### Data lines:
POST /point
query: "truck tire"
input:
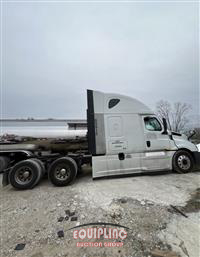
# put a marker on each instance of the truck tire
(41, 165)
(4, 163)
(62, 171)
(25, 174)
(183, 162)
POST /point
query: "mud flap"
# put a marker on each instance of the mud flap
(5, 180)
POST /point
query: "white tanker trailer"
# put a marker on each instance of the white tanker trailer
(124, 137)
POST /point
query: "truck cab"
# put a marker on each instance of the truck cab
(126, 137)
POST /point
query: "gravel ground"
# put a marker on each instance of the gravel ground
(141, 203)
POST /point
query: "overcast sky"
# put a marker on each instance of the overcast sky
(53, 52)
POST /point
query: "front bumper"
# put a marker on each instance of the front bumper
(197, 159)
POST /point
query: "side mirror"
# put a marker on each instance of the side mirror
(165, 126)
(191, 134)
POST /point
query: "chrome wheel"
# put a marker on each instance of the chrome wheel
(23, 175)
(62, 172)
(184, 162)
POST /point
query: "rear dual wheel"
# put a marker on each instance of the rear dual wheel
(26, 174)
(183, 162)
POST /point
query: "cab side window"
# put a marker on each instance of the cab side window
(152, 124)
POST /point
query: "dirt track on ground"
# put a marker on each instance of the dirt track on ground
(141, 203)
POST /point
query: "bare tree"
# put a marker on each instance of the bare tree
(175, 115)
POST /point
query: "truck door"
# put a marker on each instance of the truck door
(156, 144)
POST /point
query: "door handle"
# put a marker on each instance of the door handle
(148, 143)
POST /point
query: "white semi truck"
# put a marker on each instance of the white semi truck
(124, 137)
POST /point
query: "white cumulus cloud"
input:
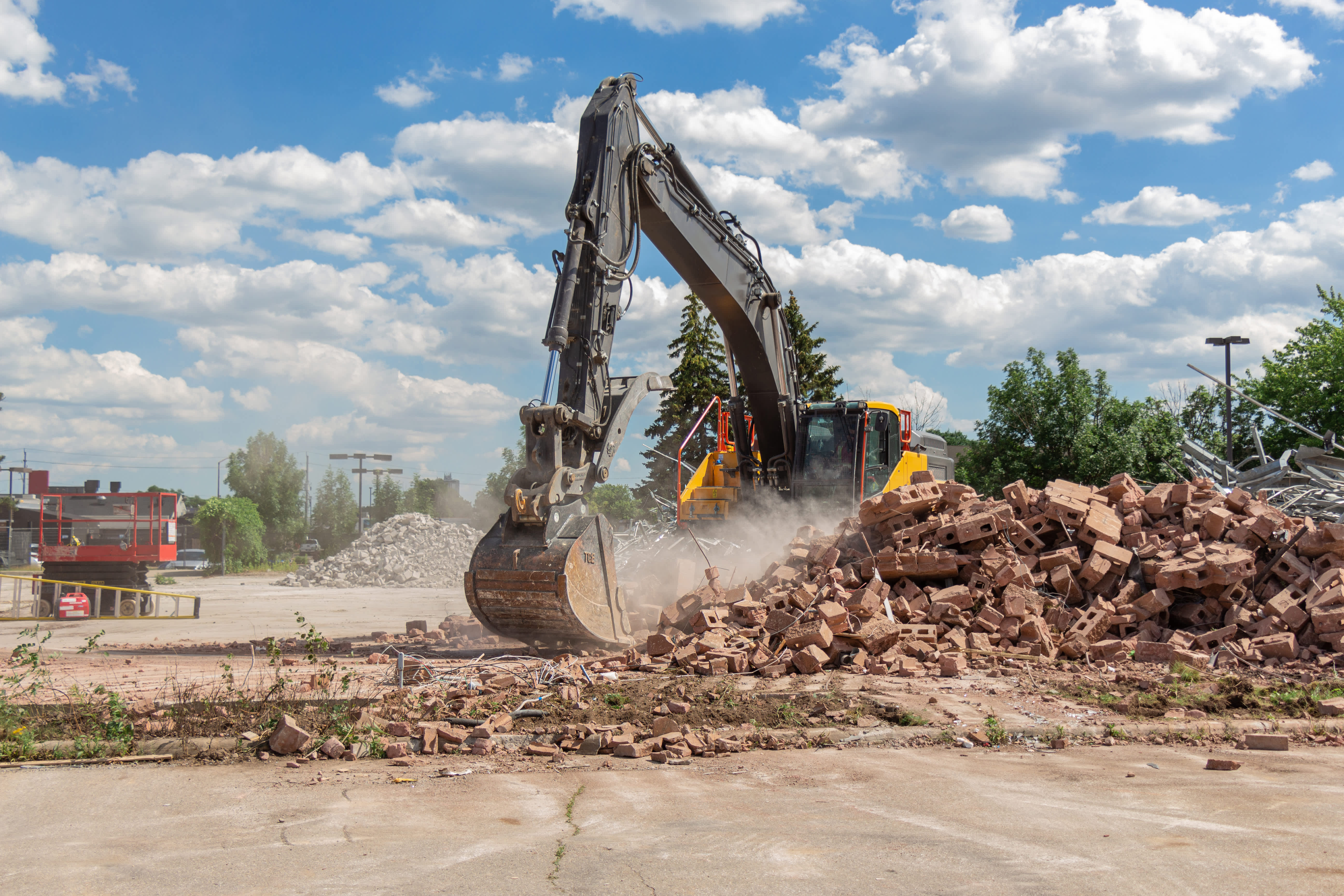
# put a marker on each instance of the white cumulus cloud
(1136, 316)
(513, 66)
(23, 53)
(1330, 10)
(103, 73)
(1023, 95)
(1160, 207)
(737, 128)
(255, 400)
(436, 222)
(1318, 170)
(983, 223)
(404, 93)
(174, 207)
(667, 17)
(111, 385)
(331, 242)
(519, 172)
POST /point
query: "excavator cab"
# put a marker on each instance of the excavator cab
(851, 451)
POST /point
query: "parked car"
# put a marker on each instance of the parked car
(187, 559)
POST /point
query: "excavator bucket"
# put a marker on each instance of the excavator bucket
(550, 586)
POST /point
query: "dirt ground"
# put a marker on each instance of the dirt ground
(222, 682)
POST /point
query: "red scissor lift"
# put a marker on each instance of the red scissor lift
(107, 539)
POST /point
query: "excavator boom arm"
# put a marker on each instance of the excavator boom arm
(546, 570)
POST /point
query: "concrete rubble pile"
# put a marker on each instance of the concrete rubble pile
(408, 551)
(933, 577)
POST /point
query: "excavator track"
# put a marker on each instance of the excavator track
(550, 585)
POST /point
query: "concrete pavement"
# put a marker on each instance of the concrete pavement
(909, 821)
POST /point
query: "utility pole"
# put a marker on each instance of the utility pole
(9, 550)
(361, 471)
(378, 473)
(1228, 342)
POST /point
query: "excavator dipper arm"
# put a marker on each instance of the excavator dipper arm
(545, 573)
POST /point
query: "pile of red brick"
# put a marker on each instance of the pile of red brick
(932, 576)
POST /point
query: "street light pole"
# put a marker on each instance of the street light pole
(1228, 342)
(361, 471)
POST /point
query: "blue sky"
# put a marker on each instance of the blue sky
(334, 222)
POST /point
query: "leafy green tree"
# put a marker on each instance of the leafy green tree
(490, 500)
(435, 498)
(241, 526)
(1304, 381)
(269, 476)
(818, 381)
(1046, 425)
(187, 502)
(701, 374)
(1202, 418)
(334, 512)
(388, 499)
(618, 503)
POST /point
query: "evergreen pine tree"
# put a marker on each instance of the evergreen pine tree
(701, 374)
(818, 382)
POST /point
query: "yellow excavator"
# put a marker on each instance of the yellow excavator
(546, 571)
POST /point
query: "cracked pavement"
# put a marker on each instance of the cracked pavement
(935, 820)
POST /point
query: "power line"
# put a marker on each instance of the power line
(116, 467)
(143, 457)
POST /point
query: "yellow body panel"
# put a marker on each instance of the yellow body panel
(713, 489)
(911, 463)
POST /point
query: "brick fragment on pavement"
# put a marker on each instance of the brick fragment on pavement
(1222, 765)
(288, 737)
(1266, 742)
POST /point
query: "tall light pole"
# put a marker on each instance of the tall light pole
(1228, 342)
(361, 471)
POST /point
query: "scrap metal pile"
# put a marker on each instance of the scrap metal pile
(1307, 480)
(932, 576)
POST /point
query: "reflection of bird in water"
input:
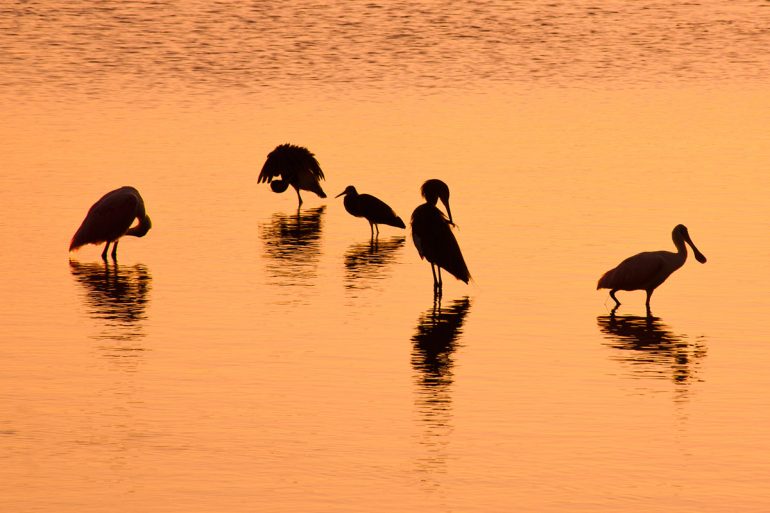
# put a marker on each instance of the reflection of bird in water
(435, 341)
(296, 166)
(369, 259)
(651, 347)
(434, 345)
(647, 271)
(116, 295)
(433, 237)
(292, 245)
(373, 209)
(111, 218)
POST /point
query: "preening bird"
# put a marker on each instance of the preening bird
(434, 240)
(433, 190)
(111, 218)
(296, 166)
(646, 271)
(373, 209)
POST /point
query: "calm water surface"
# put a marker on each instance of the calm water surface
(245, 356)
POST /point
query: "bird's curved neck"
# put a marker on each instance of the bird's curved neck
(141, 229)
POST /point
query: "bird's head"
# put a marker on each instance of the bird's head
(348, 190)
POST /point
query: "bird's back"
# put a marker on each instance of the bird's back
(376, 211)
(435, 241)
(110, 217)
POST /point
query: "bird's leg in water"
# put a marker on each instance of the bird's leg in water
(647, 303)
(106, 248)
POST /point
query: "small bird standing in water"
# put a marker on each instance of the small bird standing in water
(373, 209)
(110, 218)
(433, 237)
(296, 166)
(647, 271)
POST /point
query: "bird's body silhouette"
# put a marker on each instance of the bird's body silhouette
(372, 209)
(296, 166)
(435, 242)
(647, 271)
(111, 218)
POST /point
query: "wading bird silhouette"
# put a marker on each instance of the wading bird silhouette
(434, 240)
(373, 209)
(296, 166)
(434, 190)
(110, 218)
(646, 271)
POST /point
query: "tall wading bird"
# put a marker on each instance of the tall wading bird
(646, 271)
(373, 209)
(296, 166)
(433, 237)
(110, 218)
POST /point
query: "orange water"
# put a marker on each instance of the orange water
(244, 357)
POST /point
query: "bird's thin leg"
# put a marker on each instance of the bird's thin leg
(647, 303)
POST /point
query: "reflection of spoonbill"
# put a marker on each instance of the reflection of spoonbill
(646, 271)
(435, 241)
(373, 209)
(296, 166)
(433, 190)
(110, 218)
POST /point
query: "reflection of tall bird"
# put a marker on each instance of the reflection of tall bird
(373, 209)
(296, 166)
(369, 259)
(111, 218)
(435, 342)
(434, 240)
(646, 271)
(116, 295)
(650, 345)
(292, 244)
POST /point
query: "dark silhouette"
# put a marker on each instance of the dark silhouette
(646, 271)
(369, 259)
(651, 347)
(433, 237)
(436, 189)
(296, 166)
(373, 209)
(292, 245)
(111, 218)
(116, 295)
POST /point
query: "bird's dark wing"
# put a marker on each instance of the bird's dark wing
(633, 273)
(109, 218)
(377, 211)
(435, 241)
(287, 161)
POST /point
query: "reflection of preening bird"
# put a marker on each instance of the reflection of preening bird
(373, 209)
(435, 242)
(296, 166)
(651, 347)
(110, 218)
(646, 271)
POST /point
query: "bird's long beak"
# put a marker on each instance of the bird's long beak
(700, 257)
(448, 211)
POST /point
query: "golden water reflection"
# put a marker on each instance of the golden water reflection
(367, 261)
(434, 344)
(292, 246)
(651, 349)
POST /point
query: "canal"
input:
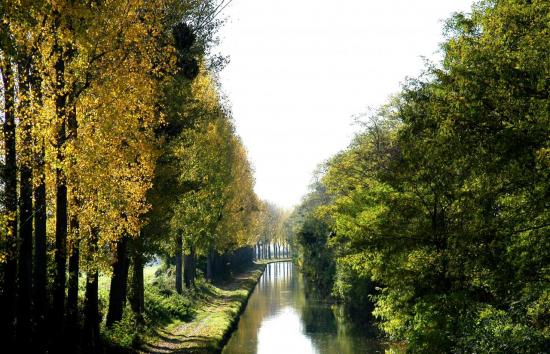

### Problem to solve:
Return each line above that contains the word "tall".

### Output below:
query: "tall light pole"
# put a marker on each instance of the tall light pole
query: "tall wading bird"
# put a marker on each instance of the tall wading bird
query: "reflection of tall bird"
# put a marker on each instance of the reflection of tall bird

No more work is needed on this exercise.